▸ Text
= = = = =

Taking the following steps can help you increase your odds of being approved for a more competitive refinance rate.

1. Go Over Your Current Car Loan

Get your current auto loan statement or log into your account to look at what your loan terms are, including your annual percentage rate (APR), monthly payment amount, and how much you have remaining on your loan balance. Noting these features will help you to compare new loans and whether you should refinance your car. For example, if you’re able to get approved for a lower rate, car loan refinancing could make sense.

It’s also an important step to determine whether you’re trying to refinance with negative equity. As in, the value of your vehicle is much lower than the loan amount. In this case, it may not make sense to refinance, and lenders may not be as willing to work with you.

2. Check Your Credit Report

Checking your credit score will help to see where you stand and what your odds could be when trying to get approved for a car loan refinance. There are many free and low-cost options to monitor your credit score.

= = = = =

▸ Supplied material
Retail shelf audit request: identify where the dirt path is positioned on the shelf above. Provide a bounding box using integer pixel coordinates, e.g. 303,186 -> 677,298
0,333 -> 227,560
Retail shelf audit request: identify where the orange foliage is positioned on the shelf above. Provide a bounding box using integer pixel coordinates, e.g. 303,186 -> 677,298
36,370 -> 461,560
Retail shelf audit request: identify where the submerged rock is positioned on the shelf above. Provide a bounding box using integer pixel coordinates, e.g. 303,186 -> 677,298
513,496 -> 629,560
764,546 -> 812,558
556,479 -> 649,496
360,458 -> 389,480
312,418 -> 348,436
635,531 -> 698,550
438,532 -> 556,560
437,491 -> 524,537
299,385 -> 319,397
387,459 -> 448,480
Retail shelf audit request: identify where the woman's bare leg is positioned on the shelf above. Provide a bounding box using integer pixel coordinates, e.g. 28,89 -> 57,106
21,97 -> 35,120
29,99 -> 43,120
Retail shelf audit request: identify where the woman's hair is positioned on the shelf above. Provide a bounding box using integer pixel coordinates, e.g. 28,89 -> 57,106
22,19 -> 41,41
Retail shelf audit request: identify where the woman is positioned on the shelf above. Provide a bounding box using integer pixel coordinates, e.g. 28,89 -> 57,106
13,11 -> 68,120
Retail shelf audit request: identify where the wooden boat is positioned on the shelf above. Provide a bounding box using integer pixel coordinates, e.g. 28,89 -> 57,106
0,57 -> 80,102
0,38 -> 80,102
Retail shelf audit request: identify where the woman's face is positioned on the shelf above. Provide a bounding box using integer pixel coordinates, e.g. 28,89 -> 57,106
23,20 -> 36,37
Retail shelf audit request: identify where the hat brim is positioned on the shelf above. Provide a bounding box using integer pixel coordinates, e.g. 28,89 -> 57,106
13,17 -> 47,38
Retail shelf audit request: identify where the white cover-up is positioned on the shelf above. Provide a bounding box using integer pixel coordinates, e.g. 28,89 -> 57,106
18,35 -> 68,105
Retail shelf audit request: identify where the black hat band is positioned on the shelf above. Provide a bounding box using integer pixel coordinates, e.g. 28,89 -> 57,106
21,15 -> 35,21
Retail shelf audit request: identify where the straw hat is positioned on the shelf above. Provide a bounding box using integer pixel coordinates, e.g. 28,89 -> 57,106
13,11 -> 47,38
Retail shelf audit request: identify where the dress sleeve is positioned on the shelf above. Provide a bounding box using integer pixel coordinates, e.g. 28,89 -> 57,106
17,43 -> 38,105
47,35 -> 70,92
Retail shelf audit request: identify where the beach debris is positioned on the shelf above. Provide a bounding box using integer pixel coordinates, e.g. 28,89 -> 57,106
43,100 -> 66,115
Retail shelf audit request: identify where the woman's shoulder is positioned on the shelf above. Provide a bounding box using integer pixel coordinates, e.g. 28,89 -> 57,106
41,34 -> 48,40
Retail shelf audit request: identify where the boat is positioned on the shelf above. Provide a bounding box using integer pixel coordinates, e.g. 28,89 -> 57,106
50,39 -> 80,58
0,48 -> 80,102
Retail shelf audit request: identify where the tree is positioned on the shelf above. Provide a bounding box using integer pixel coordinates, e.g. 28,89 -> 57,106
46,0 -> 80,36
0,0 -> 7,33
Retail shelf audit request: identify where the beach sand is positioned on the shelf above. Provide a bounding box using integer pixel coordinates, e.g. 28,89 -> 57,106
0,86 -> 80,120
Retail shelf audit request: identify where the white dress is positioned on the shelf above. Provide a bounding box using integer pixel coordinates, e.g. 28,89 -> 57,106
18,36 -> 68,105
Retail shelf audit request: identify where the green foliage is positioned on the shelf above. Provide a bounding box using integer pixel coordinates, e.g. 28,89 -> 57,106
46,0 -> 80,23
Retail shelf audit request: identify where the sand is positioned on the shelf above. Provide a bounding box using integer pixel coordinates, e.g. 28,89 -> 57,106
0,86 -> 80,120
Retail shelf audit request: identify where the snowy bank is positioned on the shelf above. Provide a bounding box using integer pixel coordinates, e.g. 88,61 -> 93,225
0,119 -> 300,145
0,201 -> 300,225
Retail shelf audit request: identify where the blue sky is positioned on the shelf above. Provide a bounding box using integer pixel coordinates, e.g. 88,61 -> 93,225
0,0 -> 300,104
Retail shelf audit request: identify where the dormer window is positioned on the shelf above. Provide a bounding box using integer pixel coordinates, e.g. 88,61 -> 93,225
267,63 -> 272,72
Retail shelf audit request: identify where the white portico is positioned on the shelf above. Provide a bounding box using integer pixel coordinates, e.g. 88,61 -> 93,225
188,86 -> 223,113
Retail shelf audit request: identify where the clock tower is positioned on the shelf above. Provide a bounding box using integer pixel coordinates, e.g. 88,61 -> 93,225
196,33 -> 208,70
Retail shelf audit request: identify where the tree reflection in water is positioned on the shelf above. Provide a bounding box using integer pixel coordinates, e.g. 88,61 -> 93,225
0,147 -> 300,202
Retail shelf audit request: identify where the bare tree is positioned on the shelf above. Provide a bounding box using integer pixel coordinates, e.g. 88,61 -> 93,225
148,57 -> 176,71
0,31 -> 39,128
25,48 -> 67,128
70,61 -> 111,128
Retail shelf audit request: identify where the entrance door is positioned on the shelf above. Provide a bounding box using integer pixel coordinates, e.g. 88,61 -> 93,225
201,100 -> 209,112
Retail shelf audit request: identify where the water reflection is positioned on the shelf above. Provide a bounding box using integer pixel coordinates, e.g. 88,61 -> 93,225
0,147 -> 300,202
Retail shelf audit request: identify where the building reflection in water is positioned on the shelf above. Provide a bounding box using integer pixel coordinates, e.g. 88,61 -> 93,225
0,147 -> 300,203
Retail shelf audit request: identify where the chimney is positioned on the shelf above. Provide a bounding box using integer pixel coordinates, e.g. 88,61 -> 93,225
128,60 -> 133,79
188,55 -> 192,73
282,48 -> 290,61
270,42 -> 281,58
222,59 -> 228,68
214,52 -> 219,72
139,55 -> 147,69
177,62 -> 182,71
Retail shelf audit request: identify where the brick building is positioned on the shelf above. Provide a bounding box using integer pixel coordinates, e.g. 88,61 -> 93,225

= = = = =

▸ Brief 1
Do these statements agree with the car loan refinancing text? Answer yes or no for each, quoting the words of the text that decide it. (a) Lenders may be less willing to work with someone refinancing with negative equity. (b) Monitoring your credit score always costs money. (c) The first step listed is checking your credit report.
▸ Brief 2
Lay out the rows from the line with "Retail shelf audit request: identify where the woman is" up to and including the line with "41,34 -> 48,40" as a two-column CSV with the columns input and output. Give one CSV line per input with its output, put each in a single quoted field, and turn line breaks into spaces.

▸ Exercise result 1
(a) Yes: "lenders may not be as willing to work with you."
(b) No: "There are many free and low-cost options to monitor your credit score."
(c) No: "1. Go Over Your Current Car Loan"

▸ Exercise result 2
input,output
"Retail shelf audit request: identify where the woman is positioned on the shelf above. Provide a bounding box using integer pixel coordinates, e.g. 28,89 -> 57,106","13,11 -> 68,120"
"Retail shelf audit request: identify where the wooden boat is positioned on the shelf above. Provide a bounding box using integer pixel coordinates, e.g. 28,89 -> 57,106","0,57 -> 80,102 0,38 -> 80,102"
"Retail shelf audit request: identify where the woman's face is positioned on the shelf above. Provide a bounding box using integer pixel coordinates, e.g. 28,89 -> 57,106","23,20 -> 36,37"
"Retail shelf audit request: identify where the hat brim is positioned on the shelf above. Provide a bounding box using integer pixel coordinates, e.g. 28,89 -> 57,106","13,17 -> 47,38"
"Retail shelf audit request: identify where the white cover-up is positioned on the shelf above. Provide a bounding box using integer pixel coordinates, e.g. 28,89 -> 57,106","18,35 -> 68,105"
"Retail shelf audit request: identify where the black hat band is positioned on the shelf above. Provide a bounding box using integer pixel coordinates, e.g. 28,89 -> 57,106","21,15 -> 35,21"
"Retail shelf audit request: identify where the straw hat is positioned on the shelf above. Provide a bounding box using integer pixel coordinates, e.g. 28,89 -> 57,106","13,11 -> 47,38"
"Retail shelf audit request: identify where the dress sleeve is positioned on the shelf above. Provide a bounding box using integer pixel coordinates, e.g. 28,89 -> 57,106","17,43 -> 38,105 47,35 -> 70,92"
"Retail shelf audit request: identify where the beach debris is positioned on the shelf above. Provide a bounding box using integer pixel coordinates, e.g. 28,89 -> 57,106","43,100 -> 66,115"
"Retail shelf audit request: identify where the woman's shoulder is positioned on the shelf above. Provide a bounding box using integer pixel coordinates, e.g. 28,89 -> 57,106","41,34 -> 48,40"